> **Was zu tun ist**: Schreibe die folgende Liste vollständig und Zeile für Zeile wortgetreu ab.

> **Erfasste Daten**:
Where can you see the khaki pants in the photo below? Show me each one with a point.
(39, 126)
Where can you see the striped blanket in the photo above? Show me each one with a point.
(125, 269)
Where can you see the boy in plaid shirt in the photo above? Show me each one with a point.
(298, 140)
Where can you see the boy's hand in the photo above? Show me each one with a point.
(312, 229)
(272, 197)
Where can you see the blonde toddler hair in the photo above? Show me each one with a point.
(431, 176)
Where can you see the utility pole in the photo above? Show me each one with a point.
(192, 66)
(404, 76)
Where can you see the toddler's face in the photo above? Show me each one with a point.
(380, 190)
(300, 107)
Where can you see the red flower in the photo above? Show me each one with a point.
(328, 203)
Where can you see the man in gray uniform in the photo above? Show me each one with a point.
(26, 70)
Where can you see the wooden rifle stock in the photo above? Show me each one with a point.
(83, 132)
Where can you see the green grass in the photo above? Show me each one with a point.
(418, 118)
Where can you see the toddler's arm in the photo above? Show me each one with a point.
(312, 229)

> **Das Ergebnis**:
Where can you see the khaki pants in the photo below? Show me each one with a point.
(39, 126)
Where can you see the striped blanket in the photo above? Show me each one with a point.
(125, 269)
Where can you see the boy in plaid shirt in the photo above? Show me each one with a point.
(298, 140)
Where can you see the boy's hand in the photo above? Show me each one with a point.
(312, 229)
(272, 197)
Where can you see the blonde toddler hair in the photo above? Show me each one with a point.
(431, 176)
Where can you see the utility pole in the photo above? Show me each one with a point.
(192, 66)
(404, 76)
Where can you see the toddler's face in the photo above? Show me each one with a point.
(380, 190)
(300, 107)
Where can you see the red flower in the photo above? Show me each one with a point.
(328, 203)
Where can you see the man in gray uniform in the photo above? Show me each one with a point.
(26, 70)
Where can you see the wooden rifle stock in the photo above? Show me each one with a point.
(83, 132)
Where can you see the green grass in the photo above? Show me each one with a point.
(418, 118)
Where can you see the toddler's arm in the photo above? Show me each one with a point.
(312, 229)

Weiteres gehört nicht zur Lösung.